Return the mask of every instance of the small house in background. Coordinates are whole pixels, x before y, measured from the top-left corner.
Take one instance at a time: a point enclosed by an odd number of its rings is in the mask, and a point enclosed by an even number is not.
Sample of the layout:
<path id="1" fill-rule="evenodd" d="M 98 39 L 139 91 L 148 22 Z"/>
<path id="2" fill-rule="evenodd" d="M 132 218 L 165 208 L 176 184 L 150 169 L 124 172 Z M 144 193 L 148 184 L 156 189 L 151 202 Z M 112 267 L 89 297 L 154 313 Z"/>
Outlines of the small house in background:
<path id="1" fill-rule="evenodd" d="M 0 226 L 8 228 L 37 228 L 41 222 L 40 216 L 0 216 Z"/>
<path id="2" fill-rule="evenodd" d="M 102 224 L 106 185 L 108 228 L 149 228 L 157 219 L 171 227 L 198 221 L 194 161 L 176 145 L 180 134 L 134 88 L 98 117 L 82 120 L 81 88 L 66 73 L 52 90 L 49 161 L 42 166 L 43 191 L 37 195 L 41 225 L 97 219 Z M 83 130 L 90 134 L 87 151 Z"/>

────────────────────

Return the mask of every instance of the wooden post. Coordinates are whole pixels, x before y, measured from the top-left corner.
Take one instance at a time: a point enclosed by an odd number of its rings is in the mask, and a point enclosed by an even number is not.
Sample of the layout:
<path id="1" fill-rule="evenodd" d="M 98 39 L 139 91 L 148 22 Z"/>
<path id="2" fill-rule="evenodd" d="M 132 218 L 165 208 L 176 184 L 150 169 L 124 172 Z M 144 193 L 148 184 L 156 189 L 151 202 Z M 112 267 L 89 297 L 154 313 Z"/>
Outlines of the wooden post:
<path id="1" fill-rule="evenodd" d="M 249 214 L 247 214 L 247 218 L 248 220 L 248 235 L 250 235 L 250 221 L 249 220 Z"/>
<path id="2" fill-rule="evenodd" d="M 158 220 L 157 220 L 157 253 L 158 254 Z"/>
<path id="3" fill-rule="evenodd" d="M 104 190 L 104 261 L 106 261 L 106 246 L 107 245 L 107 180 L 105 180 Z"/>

────────────────────

** Given request **
Return every line of the records that contains the string "left", matching case exactly.

** Correct response **
Return the mask of every instance of the small house in background. Coordinates are whole pixels, x before y, measured from the top-left corner.
Return the mask of every instance of the wooden post. Coordinates are whole pixels, x before y, measured from the top-left corner.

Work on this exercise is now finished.